## Work to be completed
State how many lines in the data below contain the string "hull", and reply with only that number.

## Given records
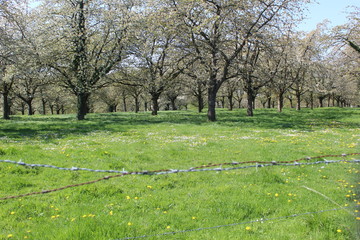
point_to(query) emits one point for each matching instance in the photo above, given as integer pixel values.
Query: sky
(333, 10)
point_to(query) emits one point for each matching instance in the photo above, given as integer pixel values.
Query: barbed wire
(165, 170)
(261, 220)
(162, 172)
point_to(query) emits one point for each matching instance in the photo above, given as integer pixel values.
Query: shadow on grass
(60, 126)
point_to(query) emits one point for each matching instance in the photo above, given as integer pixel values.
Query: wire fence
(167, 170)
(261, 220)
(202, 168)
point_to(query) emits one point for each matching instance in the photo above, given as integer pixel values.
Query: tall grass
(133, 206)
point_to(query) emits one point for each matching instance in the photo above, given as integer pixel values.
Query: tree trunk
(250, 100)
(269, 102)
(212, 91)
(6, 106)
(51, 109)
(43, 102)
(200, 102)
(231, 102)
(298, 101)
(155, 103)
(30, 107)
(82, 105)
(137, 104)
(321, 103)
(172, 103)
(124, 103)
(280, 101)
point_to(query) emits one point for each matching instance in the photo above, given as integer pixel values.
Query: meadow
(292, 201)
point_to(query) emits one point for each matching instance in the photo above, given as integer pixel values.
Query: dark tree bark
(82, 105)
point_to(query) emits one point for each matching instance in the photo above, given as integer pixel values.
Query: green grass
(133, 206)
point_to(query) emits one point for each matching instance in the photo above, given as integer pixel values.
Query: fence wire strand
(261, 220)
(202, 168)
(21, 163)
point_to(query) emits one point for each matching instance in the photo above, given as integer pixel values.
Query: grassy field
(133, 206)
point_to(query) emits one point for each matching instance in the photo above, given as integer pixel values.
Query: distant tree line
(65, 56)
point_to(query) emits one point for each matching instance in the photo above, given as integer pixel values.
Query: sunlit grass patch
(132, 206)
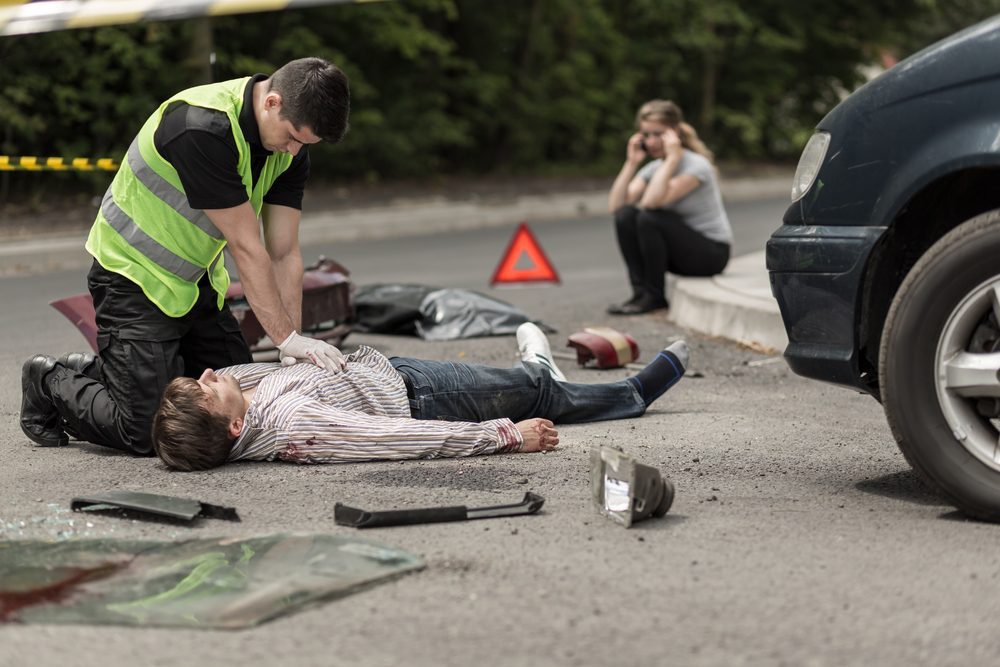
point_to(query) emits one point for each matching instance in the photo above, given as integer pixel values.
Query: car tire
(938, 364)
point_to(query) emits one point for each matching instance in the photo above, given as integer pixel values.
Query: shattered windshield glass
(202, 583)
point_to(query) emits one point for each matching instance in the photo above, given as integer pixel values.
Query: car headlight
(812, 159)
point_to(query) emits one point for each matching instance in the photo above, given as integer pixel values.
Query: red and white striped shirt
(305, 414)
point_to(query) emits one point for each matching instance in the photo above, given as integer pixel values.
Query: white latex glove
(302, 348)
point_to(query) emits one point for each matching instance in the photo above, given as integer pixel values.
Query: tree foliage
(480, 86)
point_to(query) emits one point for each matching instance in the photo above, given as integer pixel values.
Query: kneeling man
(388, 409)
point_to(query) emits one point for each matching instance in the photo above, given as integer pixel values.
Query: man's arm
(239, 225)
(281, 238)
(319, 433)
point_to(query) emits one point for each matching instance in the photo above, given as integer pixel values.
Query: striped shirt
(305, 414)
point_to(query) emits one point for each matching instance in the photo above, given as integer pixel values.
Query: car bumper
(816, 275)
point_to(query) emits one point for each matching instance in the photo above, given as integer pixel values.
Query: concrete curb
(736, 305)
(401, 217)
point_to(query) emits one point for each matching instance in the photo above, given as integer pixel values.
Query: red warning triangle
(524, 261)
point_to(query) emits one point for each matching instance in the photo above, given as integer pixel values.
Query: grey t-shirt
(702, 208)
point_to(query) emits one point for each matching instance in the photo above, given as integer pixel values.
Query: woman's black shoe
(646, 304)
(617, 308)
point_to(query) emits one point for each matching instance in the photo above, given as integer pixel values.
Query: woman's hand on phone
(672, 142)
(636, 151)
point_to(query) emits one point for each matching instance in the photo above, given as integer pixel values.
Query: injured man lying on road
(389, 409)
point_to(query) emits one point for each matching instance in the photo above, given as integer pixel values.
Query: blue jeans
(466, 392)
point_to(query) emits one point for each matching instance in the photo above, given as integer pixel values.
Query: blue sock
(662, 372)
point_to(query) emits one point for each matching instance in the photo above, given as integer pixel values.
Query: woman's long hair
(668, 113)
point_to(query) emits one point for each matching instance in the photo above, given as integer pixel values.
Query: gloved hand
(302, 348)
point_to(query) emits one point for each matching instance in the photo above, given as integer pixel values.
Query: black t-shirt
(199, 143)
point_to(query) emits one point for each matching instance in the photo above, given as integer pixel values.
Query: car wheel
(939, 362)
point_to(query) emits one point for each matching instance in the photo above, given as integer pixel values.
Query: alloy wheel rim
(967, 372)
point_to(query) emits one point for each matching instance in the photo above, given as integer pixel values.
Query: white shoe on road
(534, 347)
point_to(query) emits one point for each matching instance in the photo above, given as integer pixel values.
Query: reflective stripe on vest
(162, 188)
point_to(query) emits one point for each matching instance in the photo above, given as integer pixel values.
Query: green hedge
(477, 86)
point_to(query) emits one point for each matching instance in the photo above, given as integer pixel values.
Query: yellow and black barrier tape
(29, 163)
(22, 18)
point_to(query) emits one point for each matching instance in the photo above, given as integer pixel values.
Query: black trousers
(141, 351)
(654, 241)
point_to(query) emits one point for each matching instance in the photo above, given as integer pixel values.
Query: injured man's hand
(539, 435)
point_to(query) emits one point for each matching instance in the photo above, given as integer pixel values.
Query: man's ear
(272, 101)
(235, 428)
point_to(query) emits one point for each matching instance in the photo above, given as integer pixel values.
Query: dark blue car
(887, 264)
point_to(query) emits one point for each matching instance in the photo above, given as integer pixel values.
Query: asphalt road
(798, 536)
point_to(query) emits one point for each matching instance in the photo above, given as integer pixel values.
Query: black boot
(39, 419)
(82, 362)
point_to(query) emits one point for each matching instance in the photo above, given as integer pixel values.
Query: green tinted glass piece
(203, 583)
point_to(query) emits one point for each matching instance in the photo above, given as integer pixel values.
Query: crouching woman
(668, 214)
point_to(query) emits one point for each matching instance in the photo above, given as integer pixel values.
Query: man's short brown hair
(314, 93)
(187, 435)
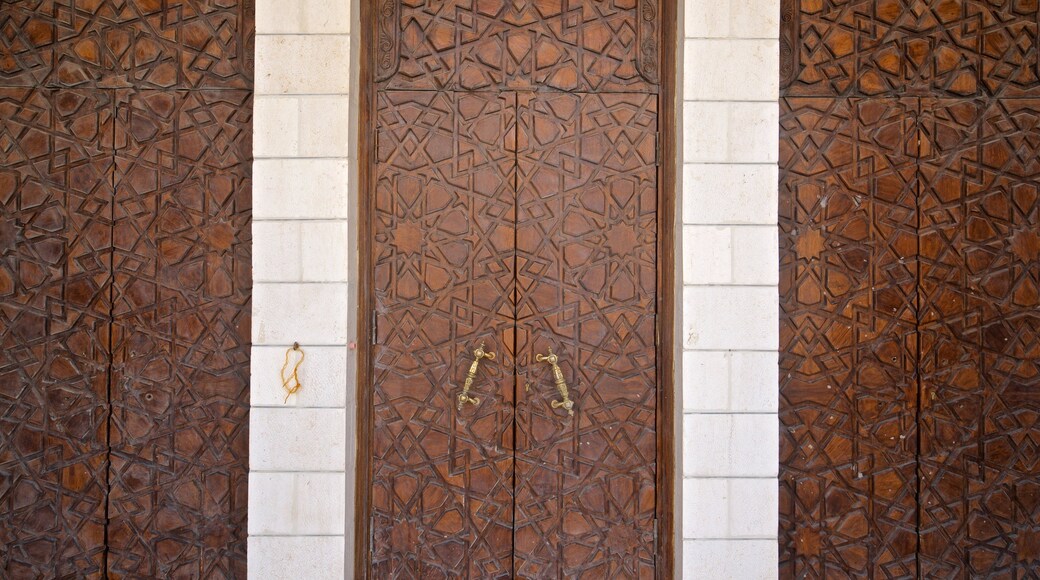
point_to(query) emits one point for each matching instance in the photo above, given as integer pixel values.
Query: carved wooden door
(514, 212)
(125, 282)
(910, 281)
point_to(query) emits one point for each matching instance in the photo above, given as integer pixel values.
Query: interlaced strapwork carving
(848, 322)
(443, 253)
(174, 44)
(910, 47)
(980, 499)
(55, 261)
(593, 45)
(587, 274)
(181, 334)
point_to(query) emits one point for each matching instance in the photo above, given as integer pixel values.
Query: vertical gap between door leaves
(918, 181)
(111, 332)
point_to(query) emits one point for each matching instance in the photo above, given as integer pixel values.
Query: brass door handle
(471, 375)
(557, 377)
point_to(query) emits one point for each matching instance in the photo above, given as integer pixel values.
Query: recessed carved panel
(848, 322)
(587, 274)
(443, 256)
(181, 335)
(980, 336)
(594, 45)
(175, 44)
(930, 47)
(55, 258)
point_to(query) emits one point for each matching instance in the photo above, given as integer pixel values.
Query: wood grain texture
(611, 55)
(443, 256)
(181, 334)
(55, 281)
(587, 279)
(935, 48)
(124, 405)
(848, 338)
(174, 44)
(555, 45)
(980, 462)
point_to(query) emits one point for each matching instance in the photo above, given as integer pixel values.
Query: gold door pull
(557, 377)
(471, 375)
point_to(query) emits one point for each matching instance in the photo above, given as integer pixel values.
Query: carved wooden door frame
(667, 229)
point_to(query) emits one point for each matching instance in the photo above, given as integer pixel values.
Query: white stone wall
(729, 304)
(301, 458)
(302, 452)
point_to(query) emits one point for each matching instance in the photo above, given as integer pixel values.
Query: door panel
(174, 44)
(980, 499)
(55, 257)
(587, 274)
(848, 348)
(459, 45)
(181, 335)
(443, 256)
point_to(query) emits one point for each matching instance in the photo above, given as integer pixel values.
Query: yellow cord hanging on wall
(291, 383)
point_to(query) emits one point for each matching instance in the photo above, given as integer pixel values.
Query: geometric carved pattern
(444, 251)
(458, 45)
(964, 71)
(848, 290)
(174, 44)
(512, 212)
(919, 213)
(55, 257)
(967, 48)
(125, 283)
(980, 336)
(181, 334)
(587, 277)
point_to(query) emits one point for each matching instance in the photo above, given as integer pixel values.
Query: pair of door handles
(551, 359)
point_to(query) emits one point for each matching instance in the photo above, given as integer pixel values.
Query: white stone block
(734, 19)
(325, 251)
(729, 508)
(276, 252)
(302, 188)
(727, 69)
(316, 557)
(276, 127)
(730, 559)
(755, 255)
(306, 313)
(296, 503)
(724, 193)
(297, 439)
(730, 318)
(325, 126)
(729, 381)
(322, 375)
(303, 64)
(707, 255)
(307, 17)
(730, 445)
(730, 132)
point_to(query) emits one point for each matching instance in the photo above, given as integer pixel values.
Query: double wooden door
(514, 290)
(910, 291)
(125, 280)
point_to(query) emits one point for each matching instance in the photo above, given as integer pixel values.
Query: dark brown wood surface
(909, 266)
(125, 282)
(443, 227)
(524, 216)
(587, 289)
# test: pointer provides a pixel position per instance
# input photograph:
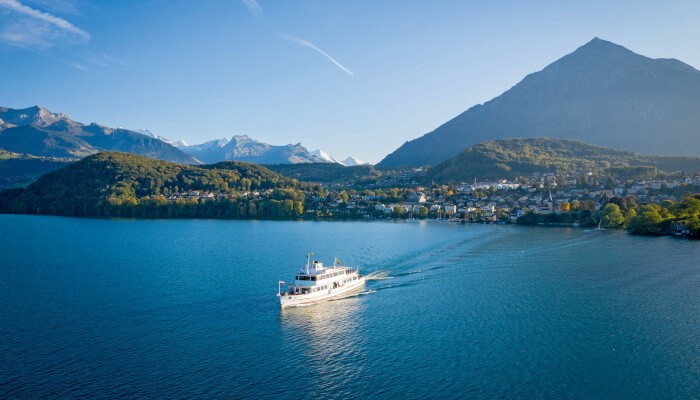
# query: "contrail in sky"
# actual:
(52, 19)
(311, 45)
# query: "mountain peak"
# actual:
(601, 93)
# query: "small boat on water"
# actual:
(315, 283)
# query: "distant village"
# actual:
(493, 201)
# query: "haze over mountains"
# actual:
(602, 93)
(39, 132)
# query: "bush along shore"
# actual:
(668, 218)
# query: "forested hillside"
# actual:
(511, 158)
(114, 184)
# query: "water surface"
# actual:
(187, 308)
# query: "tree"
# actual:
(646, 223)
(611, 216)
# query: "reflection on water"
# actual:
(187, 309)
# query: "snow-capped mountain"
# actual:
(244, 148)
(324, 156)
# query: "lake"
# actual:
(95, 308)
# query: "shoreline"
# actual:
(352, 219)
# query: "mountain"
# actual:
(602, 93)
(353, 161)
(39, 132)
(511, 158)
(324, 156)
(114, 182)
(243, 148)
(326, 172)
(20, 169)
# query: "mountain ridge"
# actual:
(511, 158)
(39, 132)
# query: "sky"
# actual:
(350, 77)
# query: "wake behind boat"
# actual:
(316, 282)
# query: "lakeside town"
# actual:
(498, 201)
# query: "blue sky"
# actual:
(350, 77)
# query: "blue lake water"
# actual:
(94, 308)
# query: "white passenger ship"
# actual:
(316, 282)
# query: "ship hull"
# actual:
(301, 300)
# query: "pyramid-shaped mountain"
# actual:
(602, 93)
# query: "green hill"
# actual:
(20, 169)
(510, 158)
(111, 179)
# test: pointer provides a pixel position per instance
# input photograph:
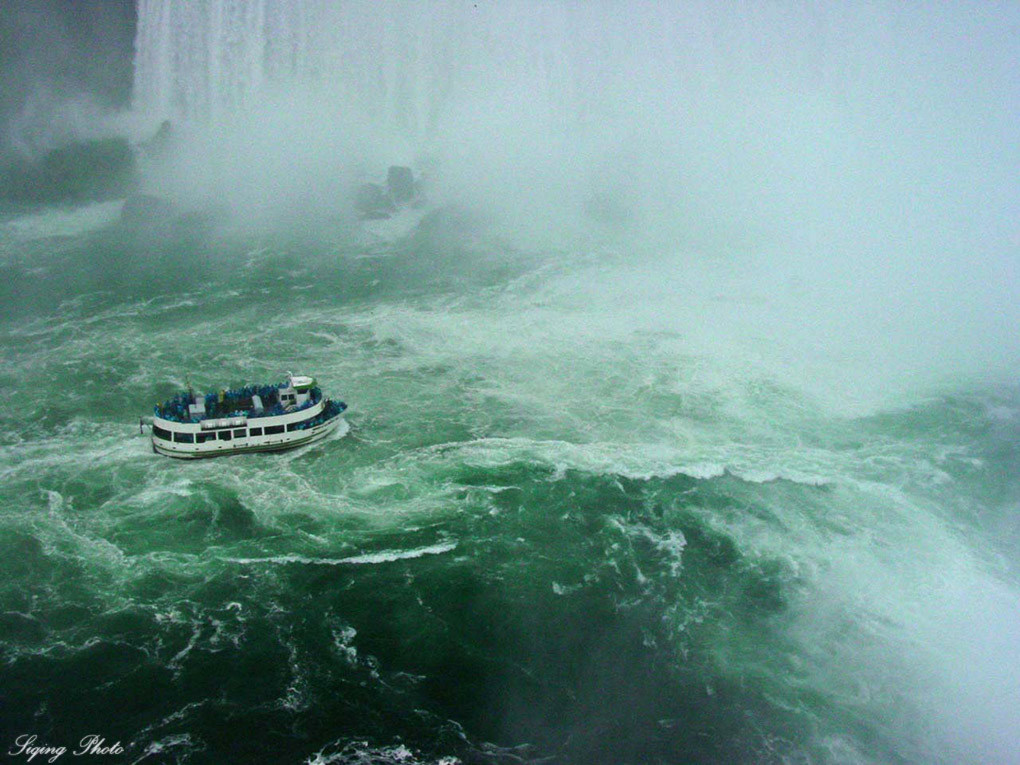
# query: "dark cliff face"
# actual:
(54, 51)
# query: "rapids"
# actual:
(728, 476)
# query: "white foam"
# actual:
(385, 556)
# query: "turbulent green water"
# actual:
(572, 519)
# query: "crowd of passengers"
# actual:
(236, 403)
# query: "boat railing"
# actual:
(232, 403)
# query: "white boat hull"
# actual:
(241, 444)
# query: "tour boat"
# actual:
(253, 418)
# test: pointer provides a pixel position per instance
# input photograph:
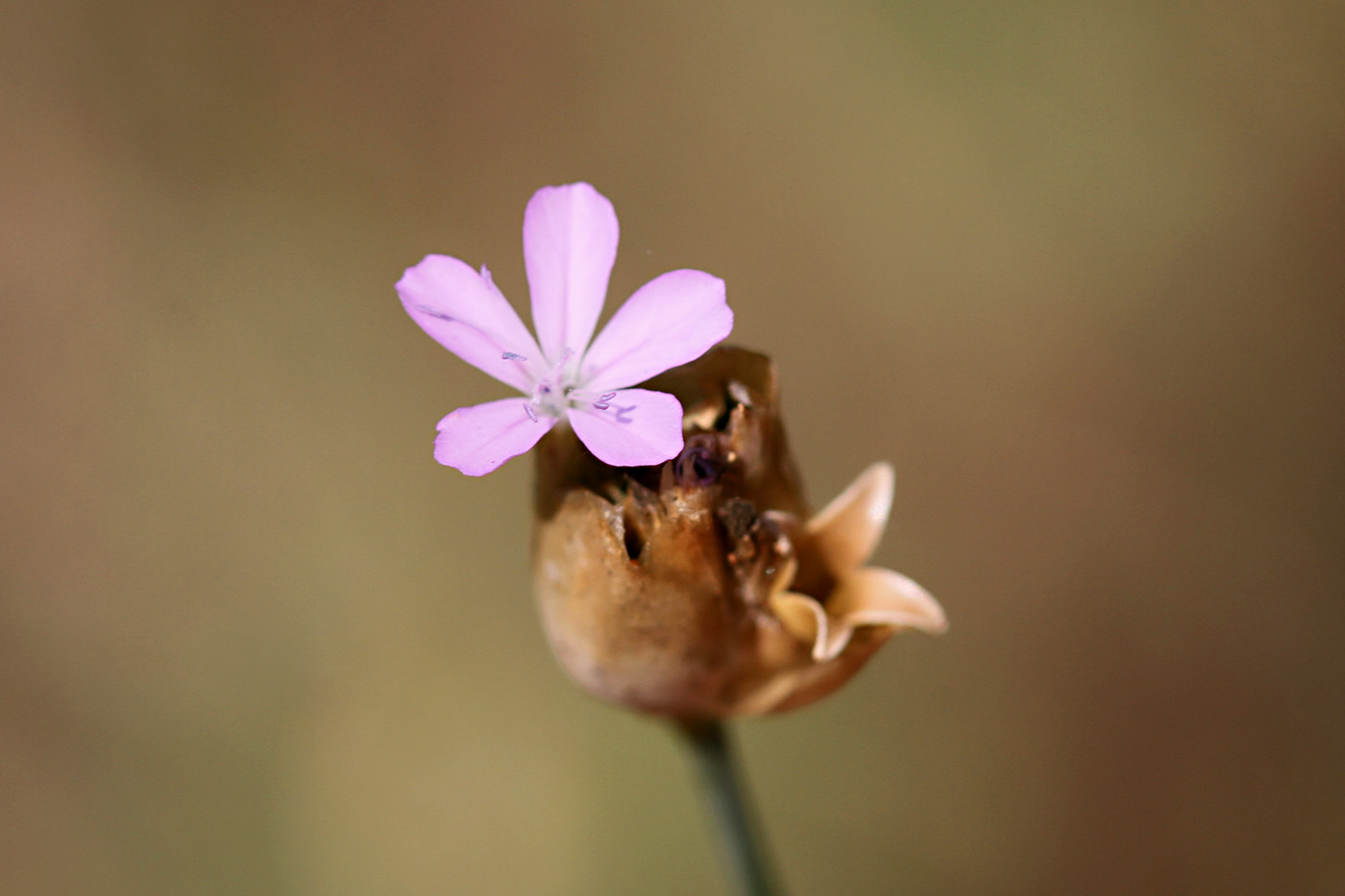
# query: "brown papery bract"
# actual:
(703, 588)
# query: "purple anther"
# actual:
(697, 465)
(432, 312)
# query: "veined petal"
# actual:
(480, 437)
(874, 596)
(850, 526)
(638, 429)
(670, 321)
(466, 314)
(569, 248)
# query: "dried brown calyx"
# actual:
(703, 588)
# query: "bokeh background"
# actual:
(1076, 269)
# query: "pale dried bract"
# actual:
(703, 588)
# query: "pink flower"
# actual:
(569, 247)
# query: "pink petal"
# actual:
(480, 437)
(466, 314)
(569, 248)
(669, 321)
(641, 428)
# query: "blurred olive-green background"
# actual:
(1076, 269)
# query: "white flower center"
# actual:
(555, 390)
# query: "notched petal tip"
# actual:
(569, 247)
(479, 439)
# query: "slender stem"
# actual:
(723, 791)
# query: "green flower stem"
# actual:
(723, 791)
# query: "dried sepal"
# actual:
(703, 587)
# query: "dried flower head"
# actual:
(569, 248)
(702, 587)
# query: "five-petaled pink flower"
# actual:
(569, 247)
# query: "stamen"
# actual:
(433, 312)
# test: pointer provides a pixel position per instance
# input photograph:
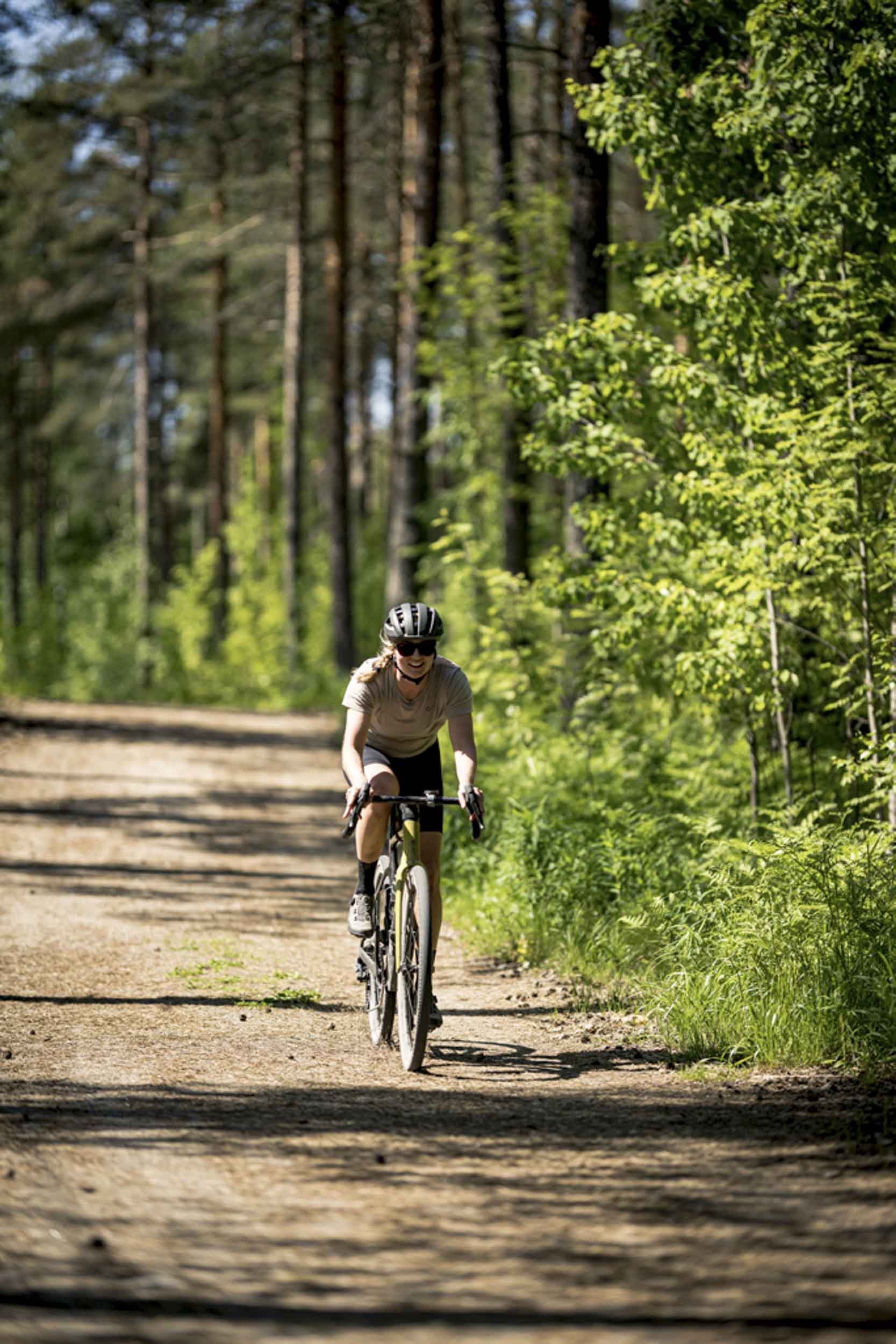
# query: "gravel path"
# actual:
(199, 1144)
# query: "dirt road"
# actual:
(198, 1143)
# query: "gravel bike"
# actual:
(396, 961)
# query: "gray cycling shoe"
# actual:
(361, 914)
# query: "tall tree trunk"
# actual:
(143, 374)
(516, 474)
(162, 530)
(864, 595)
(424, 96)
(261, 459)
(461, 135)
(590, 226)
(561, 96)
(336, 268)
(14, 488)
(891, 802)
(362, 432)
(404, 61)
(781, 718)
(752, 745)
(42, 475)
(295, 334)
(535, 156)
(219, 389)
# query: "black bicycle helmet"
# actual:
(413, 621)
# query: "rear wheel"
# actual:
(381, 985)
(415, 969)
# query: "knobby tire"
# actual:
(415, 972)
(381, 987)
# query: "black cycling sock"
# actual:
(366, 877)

## Right answer
2